| Exercise prompt |
Give back an exact repetition of the material below, from its first line through the line that contains "Segment every instance", both included, minus the pictures.

| Data for processing |
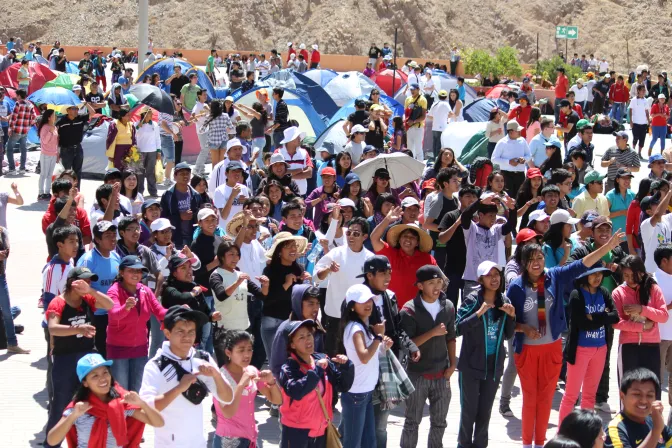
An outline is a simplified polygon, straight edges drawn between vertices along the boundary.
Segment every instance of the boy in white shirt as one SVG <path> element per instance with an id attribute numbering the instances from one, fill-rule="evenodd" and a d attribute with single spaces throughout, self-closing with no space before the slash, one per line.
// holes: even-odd
<path id="1" fill-rule="evenodd" d="M 219 210 L 219 227 L 226 225 L 233 215 L 243 210 L 243 204 L 250 198 L 250 190 L 244 185 L 247 173 L 243 164 L 232 160 L 226 166 L 226 183 L 215 190 L 214 204 Z"/>
<path id="2" fill-rule="evenodd" d="M 646 272 L 649 273 L 655 272 L 658 267 L 654 259 L 656 248 L 662 244 L 668 244 L 672 239 L 672 214 L 665 213 L 672 190 L 665 195 L 662 201 L 658 194 L 645 197 L 641 203 L 642 212 L 649 216 L 642 221 L 639 228 L 644 244 L 644 265 Z"/>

| Answer to this task |
An outline is a simplified polygon, straight edges drawn between vertices along the boundary.
Segment every instance of the boy in white shirt as one SVG <path> element per instance with an id attribute numbering the instances from one, fill-rule="evenodd" and a d attribute with single spaces throughout, self-closing with no space before the slash, one per line.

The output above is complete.